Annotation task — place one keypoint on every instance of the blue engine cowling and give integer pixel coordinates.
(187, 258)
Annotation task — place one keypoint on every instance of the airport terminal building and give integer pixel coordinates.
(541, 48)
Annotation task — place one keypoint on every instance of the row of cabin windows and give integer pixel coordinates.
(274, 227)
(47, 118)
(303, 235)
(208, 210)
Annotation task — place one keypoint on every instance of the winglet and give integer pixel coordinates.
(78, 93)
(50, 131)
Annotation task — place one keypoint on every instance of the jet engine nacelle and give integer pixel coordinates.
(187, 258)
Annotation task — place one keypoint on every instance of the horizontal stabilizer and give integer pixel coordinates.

* * *

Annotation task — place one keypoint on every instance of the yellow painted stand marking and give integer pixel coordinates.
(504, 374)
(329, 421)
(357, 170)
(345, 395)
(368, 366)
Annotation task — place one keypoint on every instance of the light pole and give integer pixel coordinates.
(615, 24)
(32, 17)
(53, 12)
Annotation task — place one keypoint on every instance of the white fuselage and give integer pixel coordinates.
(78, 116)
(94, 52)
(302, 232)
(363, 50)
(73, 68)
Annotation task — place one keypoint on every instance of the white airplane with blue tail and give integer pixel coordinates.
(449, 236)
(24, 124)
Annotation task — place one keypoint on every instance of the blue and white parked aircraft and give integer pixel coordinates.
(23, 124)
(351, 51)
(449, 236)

- **What is required**
Please, from the material above, copy only the lines from the line with "cowling and give integer pixel coordinates." up to and including the line with "stabilizer and give integer pixel coordinates.", exactly as written.

- **Result of this task**
Annotation task — place one keypoint on every instance of the blue engine cowling and give integer pixel coordinates.
(187, 258)
Annotation task — place one keypoint on every instance of the airport terminal building and give integer pixel coordinates.
(541, 48)
Annotation task — place one keypoint on every instance of the row of cabin windows and give integer pixel coordinates.
(274, 227)
(47, 118)
(303, 235)
(208, 210)
Annotation task — place one keypoint on every instance of the winglet and give integer pixel coordinates.
(78, 93)
(50, 131)
Annotation task — place one keypoint on every instance of the jet engine nacelle and give integer pixel coordinates.
(187, 258)
Annotation task — place one keypoint on every instance of the horizontal stabilizer and give integer pixel coordinates.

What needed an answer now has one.